On Thu, Feb 27, 2025 at 9:49 AM cpu...@gmail.com <cpui...@gmail.com> wrote:
>
> Thanks Ian, you are of course correct- but I still don't get it. Thank you
> for taking the time.
>
> > m.EqualName has to mean something. The Go language defines it as
> meaning the field in m's type, rather than the embedded method.
>
> Doesn't have meter an embedded field of type EqualName (the interface)?
It has an embedded field whose name is EqualName and whose type is
EqualName. It's though the code said
type meter struct {
EqualName EqualName
DifferentNamer DifferentNamer
}
except that methods and fields of the embedded types are promoted.
> > Therefore, the type meter does not have a method EqualName. Therefore,
> the type meter does not implement the EqualName interface.
>
> meter doesn't. But impl's methods get promoted to meter- which happens with
> different name: clearly the different name method has become promoted,
> implements the different namer interface and is non-nil.

* **EXTRACTED ENTRIES**:
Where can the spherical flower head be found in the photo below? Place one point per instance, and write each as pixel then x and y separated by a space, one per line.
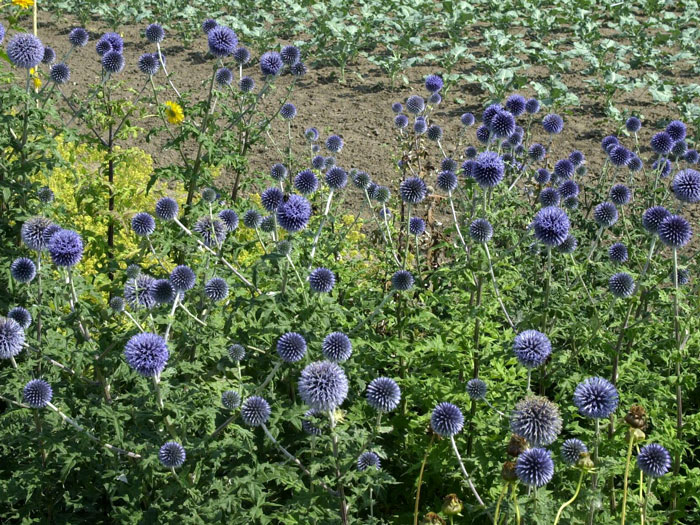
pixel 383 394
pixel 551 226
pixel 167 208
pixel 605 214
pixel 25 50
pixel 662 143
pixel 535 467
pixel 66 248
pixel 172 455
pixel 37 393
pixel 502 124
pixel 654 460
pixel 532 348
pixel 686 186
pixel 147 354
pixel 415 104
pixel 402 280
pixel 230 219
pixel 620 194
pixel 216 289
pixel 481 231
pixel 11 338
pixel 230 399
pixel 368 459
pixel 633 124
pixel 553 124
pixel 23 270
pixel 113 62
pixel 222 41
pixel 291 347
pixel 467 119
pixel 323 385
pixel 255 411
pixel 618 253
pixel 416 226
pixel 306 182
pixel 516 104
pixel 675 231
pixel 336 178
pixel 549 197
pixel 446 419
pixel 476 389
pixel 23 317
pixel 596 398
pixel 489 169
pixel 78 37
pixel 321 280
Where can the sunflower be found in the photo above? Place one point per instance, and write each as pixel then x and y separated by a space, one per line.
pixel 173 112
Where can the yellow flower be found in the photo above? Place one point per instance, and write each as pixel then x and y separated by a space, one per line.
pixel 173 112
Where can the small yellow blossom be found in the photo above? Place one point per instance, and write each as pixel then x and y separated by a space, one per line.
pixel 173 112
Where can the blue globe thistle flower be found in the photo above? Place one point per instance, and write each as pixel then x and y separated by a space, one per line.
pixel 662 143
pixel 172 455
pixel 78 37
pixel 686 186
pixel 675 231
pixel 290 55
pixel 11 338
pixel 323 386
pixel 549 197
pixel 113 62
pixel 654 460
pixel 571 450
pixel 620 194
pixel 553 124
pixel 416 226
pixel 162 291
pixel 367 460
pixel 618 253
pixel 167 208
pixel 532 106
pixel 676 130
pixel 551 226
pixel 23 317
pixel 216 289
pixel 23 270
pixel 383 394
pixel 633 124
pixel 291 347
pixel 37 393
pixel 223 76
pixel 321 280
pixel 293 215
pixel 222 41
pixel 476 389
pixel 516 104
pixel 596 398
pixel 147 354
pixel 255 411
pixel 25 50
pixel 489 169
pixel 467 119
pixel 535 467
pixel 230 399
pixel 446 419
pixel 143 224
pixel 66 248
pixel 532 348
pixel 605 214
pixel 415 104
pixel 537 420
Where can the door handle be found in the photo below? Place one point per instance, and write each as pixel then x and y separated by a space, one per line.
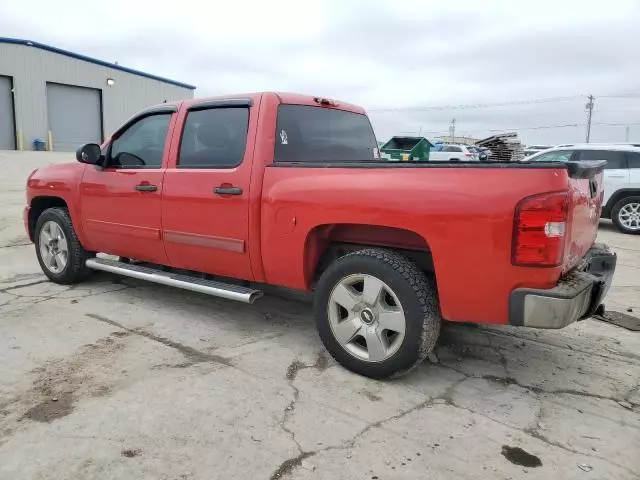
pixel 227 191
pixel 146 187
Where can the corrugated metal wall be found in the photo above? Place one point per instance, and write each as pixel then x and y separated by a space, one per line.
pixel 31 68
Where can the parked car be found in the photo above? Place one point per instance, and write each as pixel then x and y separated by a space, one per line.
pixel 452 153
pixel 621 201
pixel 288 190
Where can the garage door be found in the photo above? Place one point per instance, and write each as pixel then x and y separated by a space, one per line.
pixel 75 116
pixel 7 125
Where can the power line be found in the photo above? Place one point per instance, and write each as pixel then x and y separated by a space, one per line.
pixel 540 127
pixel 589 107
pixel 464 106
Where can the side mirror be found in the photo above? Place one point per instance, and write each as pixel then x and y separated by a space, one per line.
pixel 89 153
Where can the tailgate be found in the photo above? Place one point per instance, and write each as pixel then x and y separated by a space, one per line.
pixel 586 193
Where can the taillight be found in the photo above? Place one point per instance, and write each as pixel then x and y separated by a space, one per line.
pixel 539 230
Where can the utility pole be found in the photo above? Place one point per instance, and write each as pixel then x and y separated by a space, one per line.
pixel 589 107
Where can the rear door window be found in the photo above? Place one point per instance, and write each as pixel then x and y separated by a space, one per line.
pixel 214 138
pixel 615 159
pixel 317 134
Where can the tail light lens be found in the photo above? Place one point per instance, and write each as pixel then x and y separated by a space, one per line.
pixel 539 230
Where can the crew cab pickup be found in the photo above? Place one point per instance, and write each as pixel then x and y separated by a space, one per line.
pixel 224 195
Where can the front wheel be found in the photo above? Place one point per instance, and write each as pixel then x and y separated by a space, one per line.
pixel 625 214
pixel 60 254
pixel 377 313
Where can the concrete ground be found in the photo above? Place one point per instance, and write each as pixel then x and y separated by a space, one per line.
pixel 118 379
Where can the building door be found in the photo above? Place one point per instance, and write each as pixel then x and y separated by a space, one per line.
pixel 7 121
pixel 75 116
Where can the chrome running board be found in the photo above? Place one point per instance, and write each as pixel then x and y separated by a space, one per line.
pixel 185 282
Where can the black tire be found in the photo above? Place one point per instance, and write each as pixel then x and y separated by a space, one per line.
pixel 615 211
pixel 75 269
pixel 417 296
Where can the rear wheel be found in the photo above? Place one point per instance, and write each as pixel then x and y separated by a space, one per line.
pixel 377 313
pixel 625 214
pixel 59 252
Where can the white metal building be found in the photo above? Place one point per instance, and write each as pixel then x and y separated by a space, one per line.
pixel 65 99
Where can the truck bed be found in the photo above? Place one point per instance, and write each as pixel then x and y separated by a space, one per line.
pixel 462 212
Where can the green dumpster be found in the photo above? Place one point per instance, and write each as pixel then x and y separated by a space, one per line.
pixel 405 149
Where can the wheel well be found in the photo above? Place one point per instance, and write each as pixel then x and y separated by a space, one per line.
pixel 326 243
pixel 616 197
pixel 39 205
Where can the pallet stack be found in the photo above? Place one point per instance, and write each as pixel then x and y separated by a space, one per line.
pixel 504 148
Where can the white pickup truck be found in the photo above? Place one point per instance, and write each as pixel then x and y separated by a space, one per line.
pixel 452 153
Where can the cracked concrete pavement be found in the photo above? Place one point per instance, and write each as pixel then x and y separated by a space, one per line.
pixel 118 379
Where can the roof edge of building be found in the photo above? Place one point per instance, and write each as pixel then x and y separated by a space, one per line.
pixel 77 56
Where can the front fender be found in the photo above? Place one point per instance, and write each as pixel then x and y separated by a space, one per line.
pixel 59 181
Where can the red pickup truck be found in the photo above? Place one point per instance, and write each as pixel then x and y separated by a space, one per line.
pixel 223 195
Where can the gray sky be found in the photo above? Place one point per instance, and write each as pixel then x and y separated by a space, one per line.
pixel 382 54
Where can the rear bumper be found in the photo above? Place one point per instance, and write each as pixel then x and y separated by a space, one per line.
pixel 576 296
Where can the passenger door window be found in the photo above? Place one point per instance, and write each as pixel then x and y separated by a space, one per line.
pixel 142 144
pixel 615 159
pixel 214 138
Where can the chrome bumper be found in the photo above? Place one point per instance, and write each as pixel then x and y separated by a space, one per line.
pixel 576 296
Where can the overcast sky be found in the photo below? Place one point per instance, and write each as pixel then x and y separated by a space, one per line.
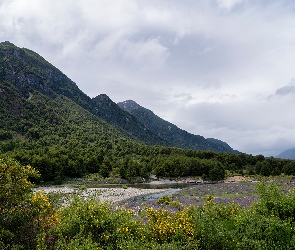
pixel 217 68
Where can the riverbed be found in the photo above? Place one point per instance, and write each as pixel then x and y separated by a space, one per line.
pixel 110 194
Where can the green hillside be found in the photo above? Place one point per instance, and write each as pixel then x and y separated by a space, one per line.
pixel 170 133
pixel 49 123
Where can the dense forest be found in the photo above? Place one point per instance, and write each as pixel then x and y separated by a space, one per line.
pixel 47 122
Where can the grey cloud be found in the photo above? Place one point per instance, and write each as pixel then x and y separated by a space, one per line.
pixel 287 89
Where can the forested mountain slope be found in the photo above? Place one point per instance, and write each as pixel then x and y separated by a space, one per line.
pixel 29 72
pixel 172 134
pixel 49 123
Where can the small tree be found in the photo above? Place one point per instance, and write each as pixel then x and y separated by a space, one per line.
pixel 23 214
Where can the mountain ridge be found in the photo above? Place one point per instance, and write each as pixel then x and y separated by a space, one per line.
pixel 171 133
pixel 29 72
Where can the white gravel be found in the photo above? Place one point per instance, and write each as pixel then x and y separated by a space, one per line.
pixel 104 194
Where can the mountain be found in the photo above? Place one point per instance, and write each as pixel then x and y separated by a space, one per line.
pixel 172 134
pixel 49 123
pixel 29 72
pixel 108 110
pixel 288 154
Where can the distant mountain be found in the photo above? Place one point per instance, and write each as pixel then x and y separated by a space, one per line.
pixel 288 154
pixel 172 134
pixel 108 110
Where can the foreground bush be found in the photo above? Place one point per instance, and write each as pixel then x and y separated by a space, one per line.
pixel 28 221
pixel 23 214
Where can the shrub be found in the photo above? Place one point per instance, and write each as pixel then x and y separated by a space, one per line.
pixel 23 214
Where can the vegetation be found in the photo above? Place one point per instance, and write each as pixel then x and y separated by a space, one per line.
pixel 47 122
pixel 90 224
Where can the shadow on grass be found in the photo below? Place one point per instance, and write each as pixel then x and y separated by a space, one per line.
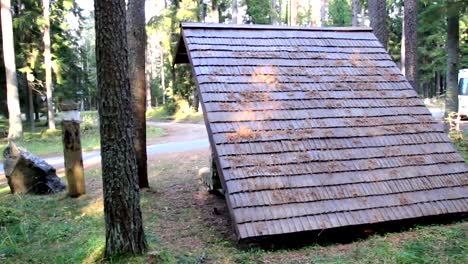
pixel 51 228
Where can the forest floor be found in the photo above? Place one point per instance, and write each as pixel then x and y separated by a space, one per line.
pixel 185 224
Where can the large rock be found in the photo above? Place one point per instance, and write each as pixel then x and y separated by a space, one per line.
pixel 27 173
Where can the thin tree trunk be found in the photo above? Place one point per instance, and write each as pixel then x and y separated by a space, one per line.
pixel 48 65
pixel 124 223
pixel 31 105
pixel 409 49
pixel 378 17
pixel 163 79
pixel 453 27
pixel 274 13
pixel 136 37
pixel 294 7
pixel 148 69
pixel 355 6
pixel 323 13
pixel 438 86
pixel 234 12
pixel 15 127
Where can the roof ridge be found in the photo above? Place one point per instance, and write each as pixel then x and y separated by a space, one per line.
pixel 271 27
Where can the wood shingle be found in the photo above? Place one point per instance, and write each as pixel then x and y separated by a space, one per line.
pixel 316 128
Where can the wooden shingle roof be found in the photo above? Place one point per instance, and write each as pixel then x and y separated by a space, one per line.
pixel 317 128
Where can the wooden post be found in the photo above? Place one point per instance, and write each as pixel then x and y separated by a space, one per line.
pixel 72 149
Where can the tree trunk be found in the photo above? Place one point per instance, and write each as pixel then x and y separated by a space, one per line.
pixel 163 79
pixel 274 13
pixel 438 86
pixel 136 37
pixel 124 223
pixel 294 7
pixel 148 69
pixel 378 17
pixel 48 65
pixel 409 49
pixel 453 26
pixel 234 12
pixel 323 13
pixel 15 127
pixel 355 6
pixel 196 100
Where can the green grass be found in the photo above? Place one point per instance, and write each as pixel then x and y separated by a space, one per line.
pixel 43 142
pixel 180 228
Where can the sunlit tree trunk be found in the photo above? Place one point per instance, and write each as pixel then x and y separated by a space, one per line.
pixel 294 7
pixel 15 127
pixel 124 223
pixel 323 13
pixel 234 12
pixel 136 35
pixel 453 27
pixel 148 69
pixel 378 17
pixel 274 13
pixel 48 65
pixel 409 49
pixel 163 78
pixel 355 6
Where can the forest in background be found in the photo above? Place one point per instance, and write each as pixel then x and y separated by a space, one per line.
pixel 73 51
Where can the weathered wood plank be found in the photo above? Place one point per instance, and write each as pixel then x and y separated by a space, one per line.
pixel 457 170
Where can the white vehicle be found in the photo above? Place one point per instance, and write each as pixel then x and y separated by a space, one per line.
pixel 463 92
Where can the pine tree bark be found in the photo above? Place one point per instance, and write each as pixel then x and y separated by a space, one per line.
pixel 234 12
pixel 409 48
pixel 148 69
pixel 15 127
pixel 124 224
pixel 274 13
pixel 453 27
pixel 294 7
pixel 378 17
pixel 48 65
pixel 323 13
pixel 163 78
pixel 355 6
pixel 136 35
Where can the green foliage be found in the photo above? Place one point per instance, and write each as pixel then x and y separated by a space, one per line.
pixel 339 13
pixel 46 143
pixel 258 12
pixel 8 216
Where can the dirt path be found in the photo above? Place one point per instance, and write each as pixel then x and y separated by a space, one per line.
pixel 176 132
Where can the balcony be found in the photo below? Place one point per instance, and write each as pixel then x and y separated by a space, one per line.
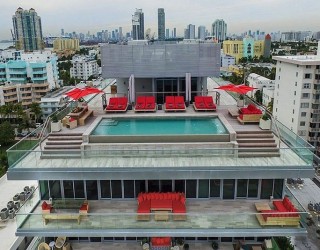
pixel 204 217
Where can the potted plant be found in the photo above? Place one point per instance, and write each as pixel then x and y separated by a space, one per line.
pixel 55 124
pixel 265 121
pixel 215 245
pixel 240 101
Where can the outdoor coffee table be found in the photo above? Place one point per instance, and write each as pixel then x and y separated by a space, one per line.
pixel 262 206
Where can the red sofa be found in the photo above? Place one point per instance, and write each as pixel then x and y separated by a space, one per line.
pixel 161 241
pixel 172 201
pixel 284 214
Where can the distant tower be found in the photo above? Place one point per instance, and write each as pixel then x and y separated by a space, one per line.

* **GOAL 1**: From the struct declaration in the thread on Go embedding, list every type name, each once.
* **GOAL 2**: Pick up the thread on Go embedding after its last line and write the next part of the reply.

* **FINAL RESULT 1**: meter, EqualName, DifferentNamer

* **FINAL RESULT 2**:
>
> I still don't fully understand why this doesn't work for equal name. If
> impl's equal name method does get promoted it should implement the interface
> since meter now as a equal name method. If it doesn't (due to name conflict
> with the embedded equal name interface) where would still be the embedded
> equal name interface (which might be nil but still existing)?
As you say, if the EqualName method were promoted it would conflict
with the existing field of type EqualName. Therefore, it is not
promoted. Therefore, meter does not have a method named EqualName. It
has a field named EqualName instead. Therefore, meter does not
implement the interface EqualName. It doesn't have a method EqualName,
so there is no way that it could implement the interface EqualName.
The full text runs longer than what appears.